> [Object pointing dataset rows]:
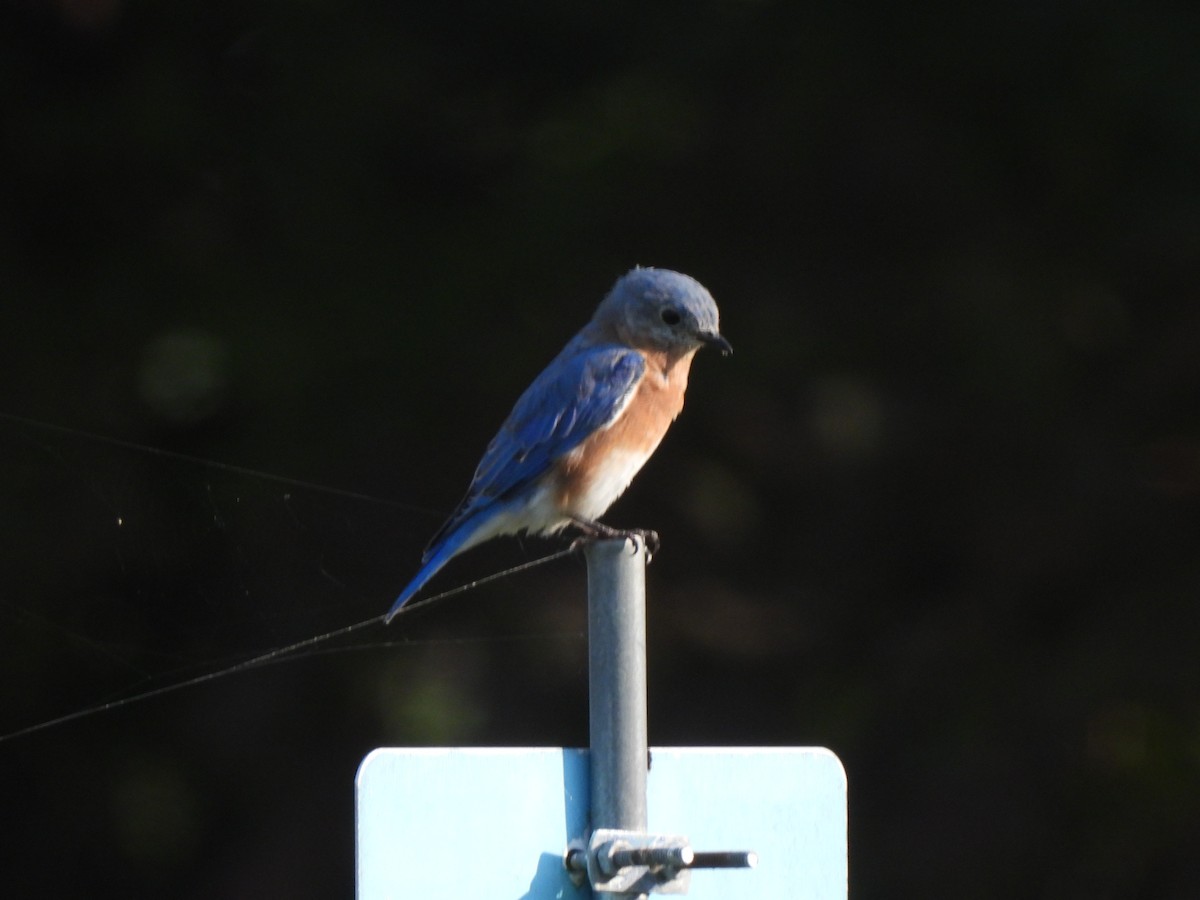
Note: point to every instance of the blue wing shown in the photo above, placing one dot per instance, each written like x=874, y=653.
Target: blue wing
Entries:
x=582, y=390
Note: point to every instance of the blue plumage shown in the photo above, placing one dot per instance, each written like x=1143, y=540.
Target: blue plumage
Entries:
x=581, y=393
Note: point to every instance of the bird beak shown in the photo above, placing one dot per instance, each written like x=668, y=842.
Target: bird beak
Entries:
x=712, y=339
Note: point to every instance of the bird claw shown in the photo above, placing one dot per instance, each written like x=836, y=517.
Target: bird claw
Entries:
x=647, y=537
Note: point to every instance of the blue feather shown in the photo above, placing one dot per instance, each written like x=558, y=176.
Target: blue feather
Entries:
x=582, y=390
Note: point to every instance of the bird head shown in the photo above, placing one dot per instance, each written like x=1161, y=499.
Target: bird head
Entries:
x=661, y=310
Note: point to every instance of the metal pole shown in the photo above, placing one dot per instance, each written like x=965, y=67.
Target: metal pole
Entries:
x=617, y=682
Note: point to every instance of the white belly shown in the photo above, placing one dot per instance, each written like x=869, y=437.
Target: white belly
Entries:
x=607, y=480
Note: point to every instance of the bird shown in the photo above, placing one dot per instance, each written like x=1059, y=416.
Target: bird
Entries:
x=585, y=426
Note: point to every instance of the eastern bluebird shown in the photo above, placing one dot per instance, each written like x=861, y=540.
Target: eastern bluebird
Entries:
x=588, y=423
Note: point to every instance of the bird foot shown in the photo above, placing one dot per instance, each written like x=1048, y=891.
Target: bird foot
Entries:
x=599, y=531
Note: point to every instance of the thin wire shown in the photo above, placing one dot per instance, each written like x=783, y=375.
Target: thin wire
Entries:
x=280, y=654
x=201, y=461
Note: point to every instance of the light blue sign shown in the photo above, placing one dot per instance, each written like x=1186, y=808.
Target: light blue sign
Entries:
x=495, y=822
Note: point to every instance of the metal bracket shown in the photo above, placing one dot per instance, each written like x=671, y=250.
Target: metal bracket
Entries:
x=623, y=862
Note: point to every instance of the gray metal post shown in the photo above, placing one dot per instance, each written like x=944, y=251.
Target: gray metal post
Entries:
x=617, y=682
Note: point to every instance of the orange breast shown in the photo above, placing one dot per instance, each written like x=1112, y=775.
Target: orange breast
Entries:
x=599, y=471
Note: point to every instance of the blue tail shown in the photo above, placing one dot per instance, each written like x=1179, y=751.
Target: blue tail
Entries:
x=435, y=559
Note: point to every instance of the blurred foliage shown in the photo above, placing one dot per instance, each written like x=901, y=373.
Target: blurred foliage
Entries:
x=940, y=511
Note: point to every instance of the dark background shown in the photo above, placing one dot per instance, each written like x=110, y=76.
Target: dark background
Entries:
x=939, y=514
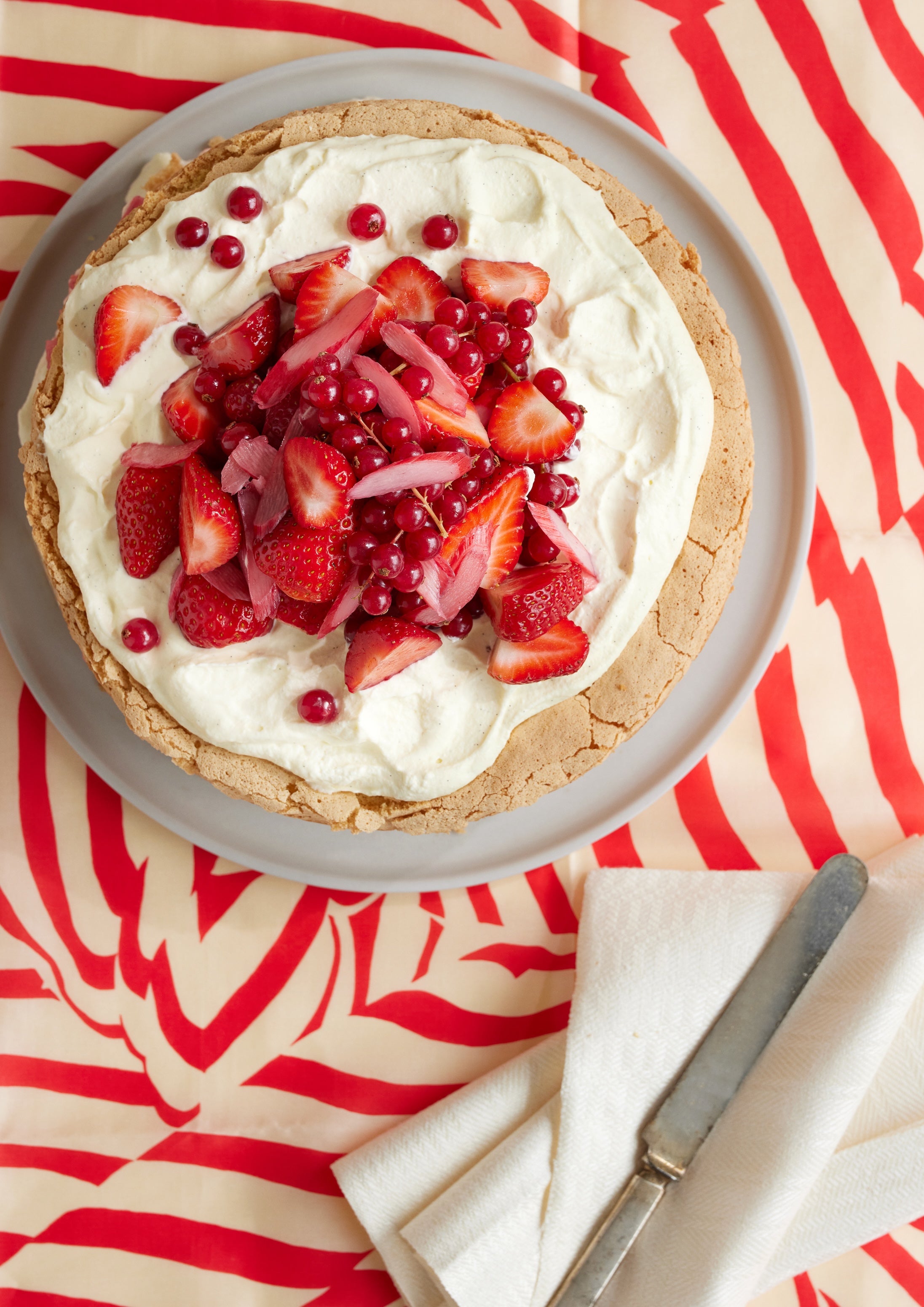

> [WORK INSTRUCTIONS]: Rewrite all the records above, swapping "photo" for "image" everywhere it occurs and keeping everything else the same. Leave the pictures out.

> [REPLY]:
Note: point to every instance of the blue wing shown in the image above, placing one dot per instance, each written like x=874, y=653.
Target: blue wing
Entries:
x=582, y=390
Note: point to every instance of the blue plumage shown in the image above, placing one dot per instance, each written like x=1143, y=540.
Target: blue plumage
Entries:
x=581, y=393
Note: point to every instance of the bird beak shown in the image above, placing one dot per instance, each written like x=668, y=842.
Target: bird beak
Entries:
x=712, y=339
Note: point to every instance of the bird claw shown in the image above, placing one dot per instance, each written like x=836, y=517.
Target: bird claw
Entries:
x=647, y=537
Note: point to every instance of the blue feather shown in the image above, placing one dot per instance, each written like x=558, y=176.
Target: blue feather
Entries:
x=582, y=390
Note: point to every instance of the bird head shown in the image above, placing one dot per instance, each written like x=1161, y=499.
Target: bird head
Entries:
x=661, y=310
Note: point to every instance of the metal pole shown in the image above, placing one dot per instance, each written like x=965, y=67.
Target: metal pole
Entries:
x=617, y=682
Note: point to every instance of the white belly shown in the image above, placing one dot per instance, each written like x=869, y=437.
Target: white belly
Entries:
x=607, y=480
Note: point to every instance of the bird shown in the image above, placing one dot per instance, each written like x=1059, y=416.
Target: bird
Entries:
x=585, y=426
Note: point to every instance of the eastern bluebird shown in the image above, placing one dot per instance, each written like x=861, y=540.
Target: eastern bluebird
Entries:
x=588, y=423
Note: point to every instance of the bird foot shown in the image above, placing one dot per instance, each written like x=1048, y=891.
Target: bird foot
Entries:
x=599, y=531
Note: point to every instance of the thin wire shown in the image above, placing one dot per instance, each written like x=783, y=375.
Target: thin wire
Entries:
x=280, y=654
x=201, y=461
Note: point to every instance of the light blue sign shown in the image above, placing one dot per instance, each written like x=1186, y=808.
Target: light blue sign
Entries:
x=495, y=822
Note: point to every instance of the metal bracket shown in the image above, placing one dot per instance, each written like x=671, y=250.
Target: metal bracket
Entries:
x=623, y=862
Note: point to every instance of the gray metal post shown in the image above, placing one dot per instance, each written like x=944, y=251.
Target: gray metal post
Entries:
x=617, y=682
Note: point to every instance of the orange breast shown in the image above, placing one dot per instance, each written like x=1112, y=775.
Target: orange breast
Entries:
x=599, y=471
Note: point to every instance of the blue tail shown in the image above, placing one dot per instance, each written like x=1179, y=751.
Target: blue tail
Entries:
x=435, y=559
Note: point to every instance of the blurred foliage shown in the image above, placing one dot per instance, each written like x=901, y=373.
Target: blurred foliage
Entries:
x=940, y=511
Note: point to every instance of the dark background shown in the image above, placing one dot per instance, each written like x=110, y=76.
Target: dark background
Entries:
x=939, y=514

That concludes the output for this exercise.